▸ **Document**

--- Begin ---

C. J. Scurria (goodreadscomcj_scurria) | 4263 comments You have until the 3rd of January to post a story and from the 4th to around the 8th of January, we’ll vote for which one we thought was best!

Please post directly into the topic and not a link. Please don’t use a story previously used in this group. Only one submission per person is allowed.

Your story should be between 300 and 3,500 words long.

REMEMBER! A short story is not merely a scene. It must have a beginning, a middle, and an end.

This week’s topic is: A New Year

The rules are pretty loose. You could write a story about anything that has to do with the subject/photo but it must relate to the topic somehow.

Most of all have fun!


message 2: by Garrison (new)

Garrison Kelly (cybador) | 9325 comments The perfect topic to close out 2017! Thanks, CJ! My story this week will be called "Down with the Sickness" and it goes like this:

CHARACTERS:

1. Ryan Lawrence, Affectionate Husband
2. Lillian Lawrence, Affectionate Wife
3. Anthony Robertson, Disgusted Patron

PROMPT CONFORMITY: This story happens to take place on New Years Day, a holiday that Anthony planned on celebrating alone by eating at Red Lobster.

SYNOPSIS: Ryan and Lillian celebrate their newly established marriage together by eating at Red Lobster. While enjoying their meals, they kiss and grope each other in front of the other customers and waiters. Anthony is the only patron who has the courage to get out of his seat and confront the couple, telling them how sickening their PDA really is. Anthony even goes so far as to ask Lillian for some “hot action” on the table.


message 3: by Garrison (new)

Garrison Kelly (cybador) | 9325 comments AUTHOR: Garrison Kelly
TITLE: Down with the Sickness
GENRE: Anti-Romance
WORD COUNT: 1,654
RATING: PG-13 for swearing, sexual references, and violence



Another new year, another lonely meal for Anthony Robertson. He absentmindedly twirled his shrimp linguini with his fork while gazing with a silent fury around Red Lobster’s clientele for the evening. So many happy people. So many successful couples with adorable kids. Men in suits and ties. Girls in cocktail dresses. All of them beautiful and perfect like the Mary-Sues they were. All Anthony had to show for his troubles was a doughy body covered by a Star Wars T-shirt and sweatpants along with a permanent resting bitch face.

--- End ---

▸ **Record extracts**
--- Begin ---

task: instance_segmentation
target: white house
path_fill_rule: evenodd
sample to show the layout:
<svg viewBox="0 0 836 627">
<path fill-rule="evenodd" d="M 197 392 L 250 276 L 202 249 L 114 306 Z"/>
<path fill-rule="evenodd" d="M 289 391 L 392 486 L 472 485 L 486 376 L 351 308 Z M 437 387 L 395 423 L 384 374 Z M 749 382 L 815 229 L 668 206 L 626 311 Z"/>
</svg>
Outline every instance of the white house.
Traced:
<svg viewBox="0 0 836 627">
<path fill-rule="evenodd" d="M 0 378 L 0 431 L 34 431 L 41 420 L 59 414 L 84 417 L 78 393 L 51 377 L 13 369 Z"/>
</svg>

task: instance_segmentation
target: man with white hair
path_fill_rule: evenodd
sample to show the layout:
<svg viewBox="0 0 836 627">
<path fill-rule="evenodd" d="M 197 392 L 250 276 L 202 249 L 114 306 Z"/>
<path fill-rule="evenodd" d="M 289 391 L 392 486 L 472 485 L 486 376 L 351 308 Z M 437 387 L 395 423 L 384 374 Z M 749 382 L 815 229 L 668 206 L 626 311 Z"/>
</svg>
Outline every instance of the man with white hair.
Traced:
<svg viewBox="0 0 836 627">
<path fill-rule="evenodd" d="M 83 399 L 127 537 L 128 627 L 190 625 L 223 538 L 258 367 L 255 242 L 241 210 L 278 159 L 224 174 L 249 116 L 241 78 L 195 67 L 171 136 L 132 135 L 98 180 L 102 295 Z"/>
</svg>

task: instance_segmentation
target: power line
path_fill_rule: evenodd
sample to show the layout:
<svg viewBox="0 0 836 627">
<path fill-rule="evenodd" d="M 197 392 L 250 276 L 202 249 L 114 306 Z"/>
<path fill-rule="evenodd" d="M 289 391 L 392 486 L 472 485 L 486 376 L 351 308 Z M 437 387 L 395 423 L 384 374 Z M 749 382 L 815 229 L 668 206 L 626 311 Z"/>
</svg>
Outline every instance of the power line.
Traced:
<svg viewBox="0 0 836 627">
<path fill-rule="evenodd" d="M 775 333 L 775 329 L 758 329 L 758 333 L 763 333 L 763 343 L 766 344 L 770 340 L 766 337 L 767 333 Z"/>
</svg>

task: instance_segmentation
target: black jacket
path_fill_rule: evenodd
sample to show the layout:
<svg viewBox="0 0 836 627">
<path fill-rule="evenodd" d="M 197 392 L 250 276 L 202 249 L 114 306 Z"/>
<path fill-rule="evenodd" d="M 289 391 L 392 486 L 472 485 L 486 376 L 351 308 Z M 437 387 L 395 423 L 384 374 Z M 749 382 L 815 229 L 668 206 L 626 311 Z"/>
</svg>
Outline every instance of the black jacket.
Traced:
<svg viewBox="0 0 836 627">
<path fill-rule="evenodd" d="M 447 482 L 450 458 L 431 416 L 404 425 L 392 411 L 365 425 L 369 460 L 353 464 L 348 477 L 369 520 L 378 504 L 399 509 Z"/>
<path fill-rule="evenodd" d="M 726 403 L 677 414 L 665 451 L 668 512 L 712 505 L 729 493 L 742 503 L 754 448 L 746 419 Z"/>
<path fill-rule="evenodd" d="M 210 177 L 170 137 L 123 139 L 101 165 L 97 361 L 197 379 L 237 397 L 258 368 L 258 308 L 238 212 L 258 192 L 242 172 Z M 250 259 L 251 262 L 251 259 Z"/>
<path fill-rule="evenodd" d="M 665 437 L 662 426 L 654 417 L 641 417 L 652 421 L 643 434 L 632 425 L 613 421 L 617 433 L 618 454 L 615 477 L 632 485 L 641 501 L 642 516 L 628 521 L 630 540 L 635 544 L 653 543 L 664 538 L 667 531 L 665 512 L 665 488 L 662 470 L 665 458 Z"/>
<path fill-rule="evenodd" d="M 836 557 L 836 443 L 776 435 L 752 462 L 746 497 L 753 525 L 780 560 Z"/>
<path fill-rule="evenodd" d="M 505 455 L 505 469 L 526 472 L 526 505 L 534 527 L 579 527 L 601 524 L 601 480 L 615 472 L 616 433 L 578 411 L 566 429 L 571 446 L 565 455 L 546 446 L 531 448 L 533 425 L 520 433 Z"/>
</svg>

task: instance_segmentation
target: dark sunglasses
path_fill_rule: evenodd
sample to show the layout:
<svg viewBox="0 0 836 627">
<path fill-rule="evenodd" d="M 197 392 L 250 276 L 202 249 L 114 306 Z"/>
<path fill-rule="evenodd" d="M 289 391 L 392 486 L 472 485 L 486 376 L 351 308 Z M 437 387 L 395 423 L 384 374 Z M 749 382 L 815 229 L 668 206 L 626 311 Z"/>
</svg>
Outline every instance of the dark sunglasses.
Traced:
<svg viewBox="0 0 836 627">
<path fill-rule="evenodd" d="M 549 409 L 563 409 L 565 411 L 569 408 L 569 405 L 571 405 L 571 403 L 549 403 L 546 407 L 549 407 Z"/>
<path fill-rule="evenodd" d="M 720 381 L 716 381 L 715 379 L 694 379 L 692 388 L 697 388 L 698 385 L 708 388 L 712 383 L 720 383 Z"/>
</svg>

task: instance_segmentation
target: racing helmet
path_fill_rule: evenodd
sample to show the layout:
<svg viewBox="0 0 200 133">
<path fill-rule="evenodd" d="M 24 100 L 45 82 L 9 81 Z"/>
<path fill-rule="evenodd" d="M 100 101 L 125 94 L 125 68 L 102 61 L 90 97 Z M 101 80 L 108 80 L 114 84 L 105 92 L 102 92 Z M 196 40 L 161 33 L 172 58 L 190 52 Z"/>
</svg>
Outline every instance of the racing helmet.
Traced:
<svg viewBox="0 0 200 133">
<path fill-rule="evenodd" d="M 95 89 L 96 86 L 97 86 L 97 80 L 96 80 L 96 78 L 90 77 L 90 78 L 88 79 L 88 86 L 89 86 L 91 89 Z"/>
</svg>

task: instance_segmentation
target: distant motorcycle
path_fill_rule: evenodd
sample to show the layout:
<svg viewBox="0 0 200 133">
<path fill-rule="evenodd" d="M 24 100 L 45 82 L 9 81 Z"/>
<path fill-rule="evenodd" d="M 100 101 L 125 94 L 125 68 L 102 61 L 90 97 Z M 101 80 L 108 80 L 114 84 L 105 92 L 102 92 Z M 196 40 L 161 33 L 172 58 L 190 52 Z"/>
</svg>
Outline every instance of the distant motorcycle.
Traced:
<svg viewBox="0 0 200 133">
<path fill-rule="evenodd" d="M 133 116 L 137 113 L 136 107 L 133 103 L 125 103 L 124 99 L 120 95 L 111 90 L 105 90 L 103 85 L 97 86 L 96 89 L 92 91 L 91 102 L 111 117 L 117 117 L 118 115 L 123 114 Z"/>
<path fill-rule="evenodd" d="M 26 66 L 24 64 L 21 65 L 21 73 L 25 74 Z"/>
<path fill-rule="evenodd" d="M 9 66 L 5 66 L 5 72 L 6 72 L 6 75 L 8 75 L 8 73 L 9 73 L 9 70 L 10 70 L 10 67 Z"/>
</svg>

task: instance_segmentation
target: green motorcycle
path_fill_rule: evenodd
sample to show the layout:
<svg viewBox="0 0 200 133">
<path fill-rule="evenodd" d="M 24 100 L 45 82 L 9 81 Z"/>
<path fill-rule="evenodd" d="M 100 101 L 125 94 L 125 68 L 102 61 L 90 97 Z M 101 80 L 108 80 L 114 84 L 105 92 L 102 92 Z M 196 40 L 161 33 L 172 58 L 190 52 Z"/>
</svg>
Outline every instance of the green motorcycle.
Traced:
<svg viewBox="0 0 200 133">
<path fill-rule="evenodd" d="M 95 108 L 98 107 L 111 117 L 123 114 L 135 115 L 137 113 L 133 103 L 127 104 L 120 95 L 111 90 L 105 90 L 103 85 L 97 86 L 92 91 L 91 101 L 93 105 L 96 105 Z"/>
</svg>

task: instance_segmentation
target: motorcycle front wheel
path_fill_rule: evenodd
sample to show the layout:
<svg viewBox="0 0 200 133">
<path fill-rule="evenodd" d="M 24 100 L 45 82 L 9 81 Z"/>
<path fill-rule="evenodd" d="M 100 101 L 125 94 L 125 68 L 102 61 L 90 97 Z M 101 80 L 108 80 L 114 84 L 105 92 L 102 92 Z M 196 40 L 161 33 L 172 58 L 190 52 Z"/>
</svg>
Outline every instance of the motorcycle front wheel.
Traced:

--- End ---

▸ **To be done**
(a) In the New Year story contest thread, what word range must a submitted story fall within?
(b) Pick up the New Year story contest thread after its final sentence, continuing the Red Lobster story about Anthony Robertson.

▸ **Answers to the exercises**
(a) Between 300 and 3,500 words.

(b)
He sighed and twirled his food some more, only occasionally taking a sip of his diet cola. He could see his reflection in the drinking glass and though distorted, he hated that image with fire and fury. Anthony could easily join a gym, shave his face, cut his hair, maybe even speak up for himself every now and then. But what was the point of it all? How would any of this make a difference at thirty years of age? How would this set of New Years resolutions be any different from the others? He thought maybe he should have the waitress box his meal up so he could eat it when he got home. No sense in taking in this circus of conformity any longer.

Of course, no circus of conformity would be complete without its own set of clowns. “You’ve got to be shitting me,” Anthony mumbled to himself. Dancing happily towards their booth was the tuxedo-wearing Ryan Lawrence and his new wedding dress-wearing wife Lillian, their faces familiar to Anthony dating all the way back to high school. Prom king and prom queen. Football stud and cheerleader chick. Cult of personality and goddess of love.

The newly-minted Lawrences occupied the same side of the booth so that they could spoon together like the lovebirds they were. At some point during Anthony’s silent apoplexy of jealousy, he had forgotten that there was a plate of shrimp linguini in front of him and a cup of diet cola not too far off. He closed his burning eyelids and took a bite of his meal. Creamy sauce, check. Soft noodles, check. Garlicky shrimp, check. Lillian’s lipstick, check…wait a minute…

Sure enough, the jarhead Ryan and his blond bombshell were playing a Stanley Cup-worthy game of tonsil hockey, much to the ignorance of the other patrons. Every time their tongues bathed in each other’s mouths, Anthony could feel the same sensation just from eating his meal. Suddenly his entire pasta dish looked like saliva and dentistry. His stomach felt like it was pregnant with a bag of bowling balls.

Yet Anthony couldn’t look away from this romantic display. He could have heard their lips and tongues smacking even if he was in Scotland….during a rock concert…with plugs in his ears…and permanent ringing. The PDA even included Ryan fondling his wife’s breasts through the dress. Any chance of Anthony getting a boner that night had died a long time ago with his high school self-esteem.

The lonely juggernaut waddled over to Ryan and Lillian’s table and slammed both fists on the wooden surface to snap them out of their little love fest. With a gaze as scalding as the coffee pot on the table, Anthony said, “Now that I have your attention…and everyone else’s attention in this fucking restaurant…could you do me a favor? The next time you plan on shooting a porn movie in a public place, make sure to send me an advance copy so that I can rub one out instead of crying myself to sleep at night.”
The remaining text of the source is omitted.